Prompt: In this exercise, each record below is to be written out again exactly.

Data for review:

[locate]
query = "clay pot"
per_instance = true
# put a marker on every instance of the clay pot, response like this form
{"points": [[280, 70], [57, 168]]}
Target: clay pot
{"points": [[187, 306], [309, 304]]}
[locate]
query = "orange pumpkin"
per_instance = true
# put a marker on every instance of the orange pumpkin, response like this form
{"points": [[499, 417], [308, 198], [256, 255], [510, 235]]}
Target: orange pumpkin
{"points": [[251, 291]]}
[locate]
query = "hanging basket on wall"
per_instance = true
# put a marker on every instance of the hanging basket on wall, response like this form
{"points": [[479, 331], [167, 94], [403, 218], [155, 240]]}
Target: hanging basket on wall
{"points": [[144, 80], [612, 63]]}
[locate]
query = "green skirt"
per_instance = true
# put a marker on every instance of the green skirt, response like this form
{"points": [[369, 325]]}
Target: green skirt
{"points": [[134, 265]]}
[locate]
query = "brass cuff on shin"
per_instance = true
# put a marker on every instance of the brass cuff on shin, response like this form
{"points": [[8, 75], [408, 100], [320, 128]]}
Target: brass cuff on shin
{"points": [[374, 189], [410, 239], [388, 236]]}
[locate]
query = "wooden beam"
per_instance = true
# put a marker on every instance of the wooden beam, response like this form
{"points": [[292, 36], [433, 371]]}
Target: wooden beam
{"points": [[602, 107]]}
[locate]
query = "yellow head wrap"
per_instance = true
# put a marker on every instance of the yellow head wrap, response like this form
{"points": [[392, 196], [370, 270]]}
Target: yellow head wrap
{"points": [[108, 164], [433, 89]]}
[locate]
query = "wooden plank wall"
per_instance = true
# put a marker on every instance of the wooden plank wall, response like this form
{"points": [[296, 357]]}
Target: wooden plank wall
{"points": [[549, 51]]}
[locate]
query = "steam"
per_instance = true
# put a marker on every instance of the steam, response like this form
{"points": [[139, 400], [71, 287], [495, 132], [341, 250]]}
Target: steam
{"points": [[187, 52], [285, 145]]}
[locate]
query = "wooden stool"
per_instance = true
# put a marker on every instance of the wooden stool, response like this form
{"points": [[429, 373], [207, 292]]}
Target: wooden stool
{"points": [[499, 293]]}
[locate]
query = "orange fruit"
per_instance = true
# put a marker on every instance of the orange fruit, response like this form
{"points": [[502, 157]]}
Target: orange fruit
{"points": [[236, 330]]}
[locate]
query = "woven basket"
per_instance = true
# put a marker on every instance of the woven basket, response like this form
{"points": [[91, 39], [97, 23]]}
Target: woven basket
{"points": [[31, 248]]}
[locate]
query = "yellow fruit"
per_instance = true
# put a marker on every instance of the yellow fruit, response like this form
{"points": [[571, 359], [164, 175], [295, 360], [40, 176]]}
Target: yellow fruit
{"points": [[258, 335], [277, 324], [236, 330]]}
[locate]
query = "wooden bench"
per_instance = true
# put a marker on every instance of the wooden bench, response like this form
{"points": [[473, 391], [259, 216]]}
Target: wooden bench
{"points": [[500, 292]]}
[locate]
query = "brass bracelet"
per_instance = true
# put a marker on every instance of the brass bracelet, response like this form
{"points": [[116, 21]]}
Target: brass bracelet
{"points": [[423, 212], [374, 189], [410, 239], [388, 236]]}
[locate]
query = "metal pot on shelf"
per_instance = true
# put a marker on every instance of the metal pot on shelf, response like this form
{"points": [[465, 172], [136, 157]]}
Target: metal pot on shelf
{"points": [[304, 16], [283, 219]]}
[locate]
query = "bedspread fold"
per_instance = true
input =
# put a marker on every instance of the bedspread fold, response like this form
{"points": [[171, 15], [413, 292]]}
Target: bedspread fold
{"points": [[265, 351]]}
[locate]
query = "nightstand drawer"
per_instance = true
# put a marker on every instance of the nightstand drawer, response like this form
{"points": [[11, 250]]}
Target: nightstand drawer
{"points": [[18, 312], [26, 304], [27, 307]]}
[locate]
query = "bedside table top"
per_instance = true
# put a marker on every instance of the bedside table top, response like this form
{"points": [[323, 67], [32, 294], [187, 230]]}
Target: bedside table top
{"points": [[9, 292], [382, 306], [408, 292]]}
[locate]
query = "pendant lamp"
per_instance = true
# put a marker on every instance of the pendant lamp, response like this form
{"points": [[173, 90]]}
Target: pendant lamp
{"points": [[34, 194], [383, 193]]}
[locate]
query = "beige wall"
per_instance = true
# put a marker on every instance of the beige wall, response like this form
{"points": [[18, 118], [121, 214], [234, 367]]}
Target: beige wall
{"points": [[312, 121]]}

Written solution:
[locate]
query = "clay pot"
per_instance = true
# put a marker on every instance of the clay pot, response like this form
{"points": [[280, 70], [57, 168]]}
Target: clay pot
{"points": [[187, 306], [309, 304]]}
[locate]
query = "orange pumpkin"
per_instance = true
# put a marker on every instance of the orange pumpkin, response like this form
{"points": [[499, 417], [308, 198], [256, 255], [510, 235]]}
Target: orange pumpkin
{"points": [[251, 291]]}
[locate]
query = "hanging basket on wall"
per_instance = true
# put a marker on every instance of the hanging basket on wall, response like this form
{"points": [[479, 331], [167, 94], [403, 218], [155, 240]]}
Target: hanging basket on wall
{"points": [[144, 80], [612, 63]]}
[locate]
query = "green skirt"
per_instance = true
# put a marker on every instance of the green skirt, response like this form
{"points": [[369, 325]]}
Target: green skirt
{"points": [[134, 265]]}
[locate]
query = "brass cuff on shin"
per_instance = true
# put a marker on every instance of the brass cuff on shin, response like this form
{"points": [[8, 75], [408, 100], [320, 128]]}
Target: brass cuff on shin
{"points": [[374, 189], [410, 239], [388, 236]]}
[locate]
query = "wooden beam"
per_instance = true
# put a marker on every instance of the wooden beam, response like this form
{"points": [[292, 36], [433, 371]]}
Target: wooden beam
{"points": [[602, 107]]}
[locate]
query = "yellow head wrap"
per_instance = true
# put a marker on every instance of the yellow head wrap, response like this form
{"points": [[392, 196], [370, 270]]}
Target: yellow head wrap
{"points": [[108, 164], [433, 89]]}
[locate]
query = "wooden plank wall"
per_instance = true
# put a marker on every instance of the wooden plank wall, response like this form
{"points": [[296, 357]]}
Target: wooden plank wall
{"points": [[549, 51]]}
[locate]
query = "steam"
per_instance = true
# put a marker on every instance of the steam, response like this form
{"points": [[139, 400], [71, 287], [495, 132], [341, 250]]}
Target: steam
{"points": [[187, 52], [285, 145]]}
[locate]
query = "wooden stool"
per_instance = true
# put a marker on every instance of the wooden stool, response like this form
{"points": [[429, 373], [207, 292]]}
Target: wooden stool
{"points": [[499, 293]]}
[locate]
query = "orange fruit"
per_instance = true
# put a marker on every instance of the orange fruit, response like this form
{"points": [[502, 157]]}
Target: orange fruit
{"points": [[236, 330]]}
[locate]
query = "woven basket"
per_instance = true
# put a marker on every instance of the woven basket, response like this form
{"points": [[91, 39], [97, 23]]}
Target: woven basket
{"points": [[31, 248]]}
[locate]
query = "yellow fruit"
per_instance = true
# put a marker on every instance of the yellow fruit, response like this form
{"points": [[571, 359], [164, 175], [295, 360], [40, 176]]}
Target: yellow fruit
{"points": [[258, 335], [277, 324], [236, 330]]}
[locate]
query = "wooden bench"
per_instance = true
# put a marker on every instance of the wooden bench, response like this form
{"points": [[473, 391], [259, 216]]}
Target: wooden bench
{"points": [[500, 292]]}
[locate]
query = "brass bracelet"
per_instance = true
# put a marker on every instance of the brass bracelet, response like this form
{"points": [[116, 21]]}
Target: brass bracelet
{"points": [[423, 212], [374, 189], [410, 239], [388, 236]]}
[locate]
query = "metal pot on shelf"
per_instance = true
# put a marker on every instance of the metal pot on shelf, response like this form
{"points": [[465, 172], [136, 157]]}
Target: metal pot on shelf
{"points": [[304, 16], [283, 219]]}
[locate]
query = "bedspread fold"
per_instance = true
input =
# put a marker on every instance of the bedspread fold, response like this form
{"points": [[171, 15], [413, 292]]}
Target: bedspread fold
{"points": [[265, 351]]}
[locate]
query = "nightstand drawer"
per_instance = true
# put a marker on every instance of the nightstand drawer, response like this form
{"points": [[11, 250]]}
Target: nightstand drawer
{"points": [[18, 312], [26, 304], [27, 307]]}
[locate]
query = "bedside table top"
per_instance = true
# put a marker on every instance of the bedside table top, response like this form
{"points": [[323, 67], [32, 294], [187, 230]]}
Target: bedside table top
{"points": [[9, 292], [382, 306], [408, 292]]}
[locate]
query = "pendant lamp"
per_instance = true
# put a marker on every instance of the pendant lamp, response like this form
{"points": [[173, 90]]}
Target: pendant lamp
{"points": [[34, 194], [383, 193]]}
[locate]
query = "beige wall"
per_instance = true
# put a marker on every instance of the beige wall, response like this form
{"points": [[18, 118], [121, 214], [234, 367]]}
Target: beige wall
{"points": [[312, 121]]}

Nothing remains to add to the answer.